(Natural-language object grounding data)

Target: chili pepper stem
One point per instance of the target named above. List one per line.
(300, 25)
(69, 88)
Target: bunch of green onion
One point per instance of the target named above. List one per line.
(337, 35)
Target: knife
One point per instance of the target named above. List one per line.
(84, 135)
---
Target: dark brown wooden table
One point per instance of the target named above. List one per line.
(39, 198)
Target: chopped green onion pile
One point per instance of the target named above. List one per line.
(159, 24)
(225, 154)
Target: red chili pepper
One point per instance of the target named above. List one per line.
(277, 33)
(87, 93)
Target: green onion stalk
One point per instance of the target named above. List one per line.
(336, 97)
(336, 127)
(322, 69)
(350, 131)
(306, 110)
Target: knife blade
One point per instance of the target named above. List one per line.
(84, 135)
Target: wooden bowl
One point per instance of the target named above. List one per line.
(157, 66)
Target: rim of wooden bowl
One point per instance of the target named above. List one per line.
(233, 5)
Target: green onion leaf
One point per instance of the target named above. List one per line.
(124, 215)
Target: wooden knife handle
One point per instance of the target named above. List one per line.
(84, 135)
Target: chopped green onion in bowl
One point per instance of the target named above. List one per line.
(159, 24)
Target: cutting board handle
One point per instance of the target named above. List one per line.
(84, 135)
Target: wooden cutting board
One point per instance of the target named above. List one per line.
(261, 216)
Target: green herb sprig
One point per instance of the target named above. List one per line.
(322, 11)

*WHAT IS EXPECTED:*
Copy the lines above that hold the word "cutting".

*ANSWER SPACE:*
Target: cutting board handle
Target: wooden cutting board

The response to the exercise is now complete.